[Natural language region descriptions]
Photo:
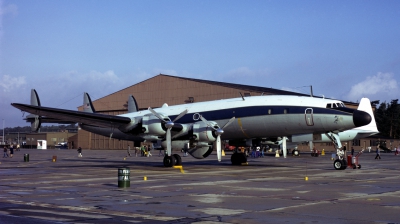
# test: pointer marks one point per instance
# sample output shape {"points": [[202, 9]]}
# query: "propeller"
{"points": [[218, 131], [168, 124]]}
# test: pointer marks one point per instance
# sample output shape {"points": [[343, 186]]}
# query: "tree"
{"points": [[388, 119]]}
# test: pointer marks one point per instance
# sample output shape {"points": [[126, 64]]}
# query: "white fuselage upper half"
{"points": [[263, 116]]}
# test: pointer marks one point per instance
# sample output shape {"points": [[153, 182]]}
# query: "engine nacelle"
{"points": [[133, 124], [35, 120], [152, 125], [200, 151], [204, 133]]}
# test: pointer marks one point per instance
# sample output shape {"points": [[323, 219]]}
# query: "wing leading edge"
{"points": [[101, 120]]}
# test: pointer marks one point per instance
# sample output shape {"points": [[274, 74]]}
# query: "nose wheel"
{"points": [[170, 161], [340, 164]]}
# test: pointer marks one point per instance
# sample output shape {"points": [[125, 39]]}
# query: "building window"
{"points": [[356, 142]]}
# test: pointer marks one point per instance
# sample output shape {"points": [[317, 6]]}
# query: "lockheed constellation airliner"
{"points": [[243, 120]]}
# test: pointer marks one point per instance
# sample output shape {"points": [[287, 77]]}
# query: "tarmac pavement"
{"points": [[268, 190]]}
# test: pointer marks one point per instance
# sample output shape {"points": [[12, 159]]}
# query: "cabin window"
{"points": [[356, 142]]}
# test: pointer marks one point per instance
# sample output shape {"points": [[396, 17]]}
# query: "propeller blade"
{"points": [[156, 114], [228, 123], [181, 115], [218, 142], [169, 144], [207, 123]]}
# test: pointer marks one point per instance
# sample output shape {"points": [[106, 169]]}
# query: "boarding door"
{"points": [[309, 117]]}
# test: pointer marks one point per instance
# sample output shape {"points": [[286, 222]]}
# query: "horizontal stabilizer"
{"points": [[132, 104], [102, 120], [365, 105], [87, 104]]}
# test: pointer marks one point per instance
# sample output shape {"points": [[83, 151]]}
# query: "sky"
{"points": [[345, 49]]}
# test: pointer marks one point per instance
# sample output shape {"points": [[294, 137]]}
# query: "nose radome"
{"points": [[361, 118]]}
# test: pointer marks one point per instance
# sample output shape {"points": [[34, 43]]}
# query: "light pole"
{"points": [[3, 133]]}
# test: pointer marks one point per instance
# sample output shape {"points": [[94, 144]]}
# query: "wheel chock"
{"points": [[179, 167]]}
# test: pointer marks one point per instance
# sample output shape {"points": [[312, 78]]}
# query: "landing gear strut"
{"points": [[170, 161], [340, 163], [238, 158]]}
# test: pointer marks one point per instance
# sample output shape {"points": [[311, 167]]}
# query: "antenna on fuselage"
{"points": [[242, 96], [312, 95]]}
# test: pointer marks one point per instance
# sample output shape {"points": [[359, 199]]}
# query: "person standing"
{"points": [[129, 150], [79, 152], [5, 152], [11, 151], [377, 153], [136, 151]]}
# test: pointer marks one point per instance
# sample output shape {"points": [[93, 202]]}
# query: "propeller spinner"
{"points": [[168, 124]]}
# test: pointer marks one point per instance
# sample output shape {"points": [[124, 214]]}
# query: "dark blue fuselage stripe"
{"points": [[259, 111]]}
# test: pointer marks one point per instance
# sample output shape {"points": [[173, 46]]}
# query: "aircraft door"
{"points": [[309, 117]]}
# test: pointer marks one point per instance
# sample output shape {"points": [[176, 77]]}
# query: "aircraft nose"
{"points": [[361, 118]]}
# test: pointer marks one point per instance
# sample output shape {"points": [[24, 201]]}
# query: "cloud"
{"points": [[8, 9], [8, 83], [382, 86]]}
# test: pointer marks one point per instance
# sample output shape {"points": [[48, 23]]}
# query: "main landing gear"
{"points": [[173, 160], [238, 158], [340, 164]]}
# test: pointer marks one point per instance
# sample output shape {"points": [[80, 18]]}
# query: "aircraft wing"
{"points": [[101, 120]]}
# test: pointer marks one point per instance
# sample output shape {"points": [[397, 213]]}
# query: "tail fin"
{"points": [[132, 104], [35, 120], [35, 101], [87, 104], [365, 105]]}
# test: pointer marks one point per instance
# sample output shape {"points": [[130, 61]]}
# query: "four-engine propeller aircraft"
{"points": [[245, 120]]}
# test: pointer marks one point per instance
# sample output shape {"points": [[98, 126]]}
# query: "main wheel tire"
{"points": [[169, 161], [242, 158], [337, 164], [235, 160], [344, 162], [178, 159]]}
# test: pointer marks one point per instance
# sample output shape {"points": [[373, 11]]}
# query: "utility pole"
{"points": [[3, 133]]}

* _YOUR INSTRUCTIONS_: Leave out the pictures and output every record above precisely as given.

* _PROBLEM SOLUTION_:
Photo:
# test: pointer marks one point per instance
# sample output shape {"points": [[202, 9]]}
# query: "propeller"
{"points": [[218, 131], [168, 124]]}
# test: pointer marks one point per instance
# sample output shape {"points": [[343, 186]]}
# query: "tree"
{"points": [[388, 119]]}
# test: pointer marks one point per instance
# sample output shape {"points": [[126, 64]]}
# query: "white fuselage upper half"
{"points": [[263, 116]]}
# test: pointer marks one point per instance
# sample output shape {"points": [[153, 182]]}
# query: "engine nacelle"
{"points": [[133, 124], [35, 120], [152, 125], [200, 151], [204, 133]]}
# test: pointer marks one point per instance
# sample output shape {"points": [[323, 219]]}
# query: "wing leading edge"
{"points": [[101, 120]]}
# test: pointer marks one point per instance
# sample output shape {"points": [[274, 74]]}
# query: "nose wheel"
{"points": [[170, 161], [340, 164]]}
# test: pointer marks one point per instance
# sample output shape {"points": [[125, 39]]}
# query: "building window"
{"points": [[356, 142]]}
# test: pointer marks one point per instance
# sample output shape {"points": [[317, 6]]}
# query: "lockheed constellation airliner"
{"points": [[243, 120]]}
# test: pointer marks one point per instance
# sample output shape {"points": [[287, 77]]}
# query: "tarmac pavement"
{"points": [[268, 190]]}
# test: pointer marks one point per instance
# sample output shape {"points": [[12, 159]]}
# query: "cabin window"
{"points": [[356, 142]]}
# test: pointer marks one point per instance
# sample output shape {"points": [[396, 17]]}
# query: "propeller blade"
{"points": [[156, 114], [228, 123], [181, 115], [218, 142], [169, 144], [207, 123]]}
# test: pointer marks one point per instance
# sample output shape {"points": [[106, 169]]}
# query: "boarding door"
{"points": [[309, 117]]}
# test: pointer marks one point per instance
# sample output shape {"points": [[286, 222]]}
# query: "horizontal stabilizer"
{"points": [[132, 104], [102, 120], [365, 105], [87, 104]]}
# test: pointer marks one point per instance
# sample output shape {"points": [[83, 151]]}
# query: "sky"
{"points": [[345, 49]]}
# test: pointer marks one point per instance
# sample output shape {"points": [[294, 137]]}
# query: "nose radome"
{"points": [[361, 118]]}
# test: pointer marks one point per instance
# sample output shape {"points": [[34, 43]]}
# query: "light pole"
{"points": [[3, 133]]}
# test: pointer marks one point per instance
# sample output shape {"points": [[94, 144]]}
# query: "wheel chock"
{"points": [[179, 167]]}
# test: pointer marks one point per instance
# sample output shape {"points": [[312, 78]]}
# query: "landing gear strut"
{"points": [[170, 161], [340, 163], [238, 158]]}
# test: pointer marks one point per instance
# sample output shape {"points": [[311, 167]]}
# query: "antenna on fuselage"
{"points": [[242, 96], [312, 95]]}
# test: pointer marks one point per instance
# sample output shape {"points": [[359, 199]]}
# query: "person standing"
{"points": [[129, 150], [79, 152], [5, 152], [11, 151], [377, 153], [136, 151]]}
# test: pointer marks one point per instance
# sample output shape {"points": [[93, 202]]}
# query: "propeller spinner"
{"points": [[168, 124]]}
# test: pointer marks one point per instance
# sample output shape {"points": [[124, 214]]}
# query: "dark blue fuselage stripe"
{"points": [[259, 111]]}
# test: pointer marks one point per instance
# sample output shape {"points": [[173, 46]]}
# query: "aircraft door"
{"points": [[309, 117]]}
# test: pointer marks one point per instance
# sample output shape {"points": [[176, 77]]}
# query: "aircraft nose"
{"points": [[361, 118]]}
# test: pointer marks one point per instance
# sample output shape {"points": [[24, 201]]}
# query: "cloud"
{"points": [[8, 9], [8, 83], [382, 86]]}
# test: pointer marks one point per instance
# sample output shape {"points": [[48, 23]]}
# query: "main landing gear"
{"points": [[173, 160], [238, 158], [340, 164]]}
# test: pointer marks one point per instance
# sample output shape {"points": [[80, 18]]}
# query: "aircraft wing"
{"points": [[101, 120]]}
# test: pointer marks one point per instance
# sample output shape {"points": [[397, 213]]}
# query: "tail fin"
{"points": [[132, 104], [35, 120], [35, 101], [87, 104], [365, 105]]}
# test: pointer marks one point per instance
# sample output shape {"points": [[130, 61]]}
# query: "four-engine propeller aircraft"
{"points": [[245, 120]]}
# test: pointer marks one point per instance
# sample output shape {"points": [[98, 126]]}
# query: "main wheel tire"
{"points": [[169, 161], [242, 158], [337, 164], [235, 160], [344, 162], [178, 159]]}
# test: pointer marks one point per instance
# sample output shape {"points": [[373, 11]]}
# query: "utility pole"
{"points": [[3, 133]]}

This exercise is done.